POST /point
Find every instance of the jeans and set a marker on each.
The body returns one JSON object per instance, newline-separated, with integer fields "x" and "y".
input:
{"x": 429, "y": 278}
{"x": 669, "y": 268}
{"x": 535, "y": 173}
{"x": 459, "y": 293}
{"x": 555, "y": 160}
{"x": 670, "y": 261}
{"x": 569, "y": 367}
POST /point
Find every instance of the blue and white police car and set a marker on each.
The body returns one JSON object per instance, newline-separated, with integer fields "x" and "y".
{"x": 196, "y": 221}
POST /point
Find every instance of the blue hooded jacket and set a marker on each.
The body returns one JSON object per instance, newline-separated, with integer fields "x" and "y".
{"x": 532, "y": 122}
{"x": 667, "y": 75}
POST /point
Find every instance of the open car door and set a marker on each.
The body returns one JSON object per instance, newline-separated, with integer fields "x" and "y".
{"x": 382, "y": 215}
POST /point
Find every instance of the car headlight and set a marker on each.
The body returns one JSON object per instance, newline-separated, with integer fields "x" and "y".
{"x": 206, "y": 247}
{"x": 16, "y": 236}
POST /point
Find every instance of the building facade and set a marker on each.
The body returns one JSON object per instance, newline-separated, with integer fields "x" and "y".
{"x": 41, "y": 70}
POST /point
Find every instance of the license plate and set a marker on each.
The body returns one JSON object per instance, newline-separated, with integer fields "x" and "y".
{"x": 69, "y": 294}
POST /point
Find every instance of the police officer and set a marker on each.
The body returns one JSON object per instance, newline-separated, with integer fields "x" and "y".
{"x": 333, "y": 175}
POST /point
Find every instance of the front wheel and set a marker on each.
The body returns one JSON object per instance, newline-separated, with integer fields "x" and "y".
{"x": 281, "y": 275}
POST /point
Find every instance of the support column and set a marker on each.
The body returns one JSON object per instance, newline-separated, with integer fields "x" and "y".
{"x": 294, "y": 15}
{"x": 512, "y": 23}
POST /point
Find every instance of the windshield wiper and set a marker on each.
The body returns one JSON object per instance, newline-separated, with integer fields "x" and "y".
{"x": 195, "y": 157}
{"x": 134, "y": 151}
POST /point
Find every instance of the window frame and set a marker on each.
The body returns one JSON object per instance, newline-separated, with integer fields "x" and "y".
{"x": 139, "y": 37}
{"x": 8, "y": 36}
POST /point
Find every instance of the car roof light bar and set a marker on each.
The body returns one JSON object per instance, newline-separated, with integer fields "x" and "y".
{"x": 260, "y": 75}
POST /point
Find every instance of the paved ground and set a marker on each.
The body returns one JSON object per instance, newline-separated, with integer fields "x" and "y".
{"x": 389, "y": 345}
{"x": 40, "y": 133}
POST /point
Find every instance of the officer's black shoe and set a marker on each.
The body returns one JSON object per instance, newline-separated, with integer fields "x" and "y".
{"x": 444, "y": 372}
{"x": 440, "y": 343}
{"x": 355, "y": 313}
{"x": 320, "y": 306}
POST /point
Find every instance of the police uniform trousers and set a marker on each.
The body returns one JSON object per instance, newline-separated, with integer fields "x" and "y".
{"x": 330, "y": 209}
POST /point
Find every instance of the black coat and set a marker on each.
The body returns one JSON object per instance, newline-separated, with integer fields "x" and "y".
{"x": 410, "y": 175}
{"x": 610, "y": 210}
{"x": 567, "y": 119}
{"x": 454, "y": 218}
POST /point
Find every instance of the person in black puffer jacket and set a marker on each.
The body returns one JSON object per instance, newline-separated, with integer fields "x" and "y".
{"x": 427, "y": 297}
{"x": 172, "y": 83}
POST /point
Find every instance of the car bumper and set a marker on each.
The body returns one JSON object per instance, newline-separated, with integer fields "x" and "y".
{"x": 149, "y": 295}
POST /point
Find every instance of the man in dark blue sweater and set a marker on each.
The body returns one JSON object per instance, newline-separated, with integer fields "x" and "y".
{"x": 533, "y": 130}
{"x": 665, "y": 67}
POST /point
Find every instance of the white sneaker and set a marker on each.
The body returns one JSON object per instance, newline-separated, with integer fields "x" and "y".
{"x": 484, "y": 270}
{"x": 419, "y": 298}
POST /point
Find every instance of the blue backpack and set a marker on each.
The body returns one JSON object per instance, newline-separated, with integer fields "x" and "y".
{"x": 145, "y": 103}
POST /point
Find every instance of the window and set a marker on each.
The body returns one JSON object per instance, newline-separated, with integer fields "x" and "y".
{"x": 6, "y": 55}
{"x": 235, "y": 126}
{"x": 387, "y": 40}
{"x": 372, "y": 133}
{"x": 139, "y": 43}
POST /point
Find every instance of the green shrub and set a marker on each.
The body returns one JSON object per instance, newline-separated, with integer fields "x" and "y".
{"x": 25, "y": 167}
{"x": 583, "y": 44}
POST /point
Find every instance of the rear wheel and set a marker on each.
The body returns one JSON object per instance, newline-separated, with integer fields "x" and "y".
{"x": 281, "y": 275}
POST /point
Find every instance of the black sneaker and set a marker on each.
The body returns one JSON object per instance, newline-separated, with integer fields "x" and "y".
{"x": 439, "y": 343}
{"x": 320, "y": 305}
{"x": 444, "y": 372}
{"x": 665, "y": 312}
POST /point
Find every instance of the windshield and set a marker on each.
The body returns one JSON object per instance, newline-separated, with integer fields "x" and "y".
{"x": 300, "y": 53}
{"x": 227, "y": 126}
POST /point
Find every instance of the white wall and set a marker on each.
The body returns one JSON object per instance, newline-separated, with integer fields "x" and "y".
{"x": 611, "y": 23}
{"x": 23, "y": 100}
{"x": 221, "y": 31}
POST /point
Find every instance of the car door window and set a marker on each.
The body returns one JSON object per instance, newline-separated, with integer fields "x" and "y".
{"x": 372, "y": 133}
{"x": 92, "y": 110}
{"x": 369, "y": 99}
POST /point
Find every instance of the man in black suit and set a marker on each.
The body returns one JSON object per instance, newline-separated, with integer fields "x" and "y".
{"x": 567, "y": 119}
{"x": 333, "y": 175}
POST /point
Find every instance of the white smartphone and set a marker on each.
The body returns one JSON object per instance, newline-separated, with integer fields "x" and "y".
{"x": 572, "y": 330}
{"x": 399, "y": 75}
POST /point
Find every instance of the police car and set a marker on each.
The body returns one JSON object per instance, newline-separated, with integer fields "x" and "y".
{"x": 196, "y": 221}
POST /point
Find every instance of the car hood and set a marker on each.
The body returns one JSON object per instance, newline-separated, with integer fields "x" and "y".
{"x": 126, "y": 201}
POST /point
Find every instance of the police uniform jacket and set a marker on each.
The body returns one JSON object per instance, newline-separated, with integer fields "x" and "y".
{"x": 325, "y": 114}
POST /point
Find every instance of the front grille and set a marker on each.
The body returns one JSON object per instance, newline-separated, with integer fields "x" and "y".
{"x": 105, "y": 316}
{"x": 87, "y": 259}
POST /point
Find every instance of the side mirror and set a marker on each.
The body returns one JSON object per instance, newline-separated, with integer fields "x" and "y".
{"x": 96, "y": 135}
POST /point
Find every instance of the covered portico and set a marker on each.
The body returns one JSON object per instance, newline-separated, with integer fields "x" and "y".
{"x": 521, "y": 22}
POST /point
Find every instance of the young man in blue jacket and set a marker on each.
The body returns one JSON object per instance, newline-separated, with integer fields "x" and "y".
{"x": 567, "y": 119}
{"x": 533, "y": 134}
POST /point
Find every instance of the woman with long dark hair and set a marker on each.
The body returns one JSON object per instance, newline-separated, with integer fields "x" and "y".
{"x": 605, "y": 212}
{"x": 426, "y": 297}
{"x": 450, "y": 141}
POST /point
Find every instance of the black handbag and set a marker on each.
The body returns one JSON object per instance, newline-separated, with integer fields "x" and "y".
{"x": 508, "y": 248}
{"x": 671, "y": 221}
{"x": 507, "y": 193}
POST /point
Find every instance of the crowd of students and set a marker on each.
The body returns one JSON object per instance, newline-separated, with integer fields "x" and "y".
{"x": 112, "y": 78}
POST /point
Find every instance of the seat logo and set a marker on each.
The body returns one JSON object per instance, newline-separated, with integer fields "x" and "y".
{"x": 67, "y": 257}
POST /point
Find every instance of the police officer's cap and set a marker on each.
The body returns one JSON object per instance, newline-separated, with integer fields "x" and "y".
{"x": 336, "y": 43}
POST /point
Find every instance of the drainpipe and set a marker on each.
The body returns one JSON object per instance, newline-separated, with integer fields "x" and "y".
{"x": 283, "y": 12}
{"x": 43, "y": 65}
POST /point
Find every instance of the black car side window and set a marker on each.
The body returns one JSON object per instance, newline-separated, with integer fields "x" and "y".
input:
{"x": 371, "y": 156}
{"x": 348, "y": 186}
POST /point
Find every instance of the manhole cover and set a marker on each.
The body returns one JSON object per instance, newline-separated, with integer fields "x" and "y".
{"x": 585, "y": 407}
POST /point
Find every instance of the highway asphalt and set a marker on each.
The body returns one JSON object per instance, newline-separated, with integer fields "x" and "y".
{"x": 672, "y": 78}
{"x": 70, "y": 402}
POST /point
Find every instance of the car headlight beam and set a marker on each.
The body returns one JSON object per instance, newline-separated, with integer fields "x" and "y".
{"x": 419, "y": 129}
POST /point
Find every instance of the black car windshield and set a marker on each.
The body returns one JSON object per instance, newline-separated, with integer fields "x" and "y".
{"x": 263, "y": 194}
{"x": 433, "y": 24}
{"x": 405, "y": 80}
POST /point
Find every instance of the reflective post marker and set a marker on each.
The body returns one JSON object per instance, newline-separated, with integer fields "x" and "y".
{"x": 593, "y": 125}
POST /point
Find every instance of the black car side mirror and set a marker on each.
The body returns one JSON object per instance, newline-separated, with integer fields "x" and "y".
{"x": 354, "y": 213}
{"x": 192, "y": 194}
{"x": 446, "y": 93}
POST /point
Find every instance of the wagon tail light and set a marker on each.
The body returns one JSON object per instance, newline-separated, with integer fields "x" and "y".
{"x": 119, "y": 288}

# REQUIRED ACTION
When the line with "Find every instance of the crowd" is reached in the data above, start copying there, and copy each line exactly until the line with "Find every instance of the seat" has been copied; copy nothing else.

# ANSWER AREA
Find every instance of the crowd of students and set a marker on each.
The body returns one JSON object per instance, newline-separated, with integer fields "x" and "y".
{"x": 112, "y": 78}
POST /point
Find every instance of the seat logo and set a marker on each.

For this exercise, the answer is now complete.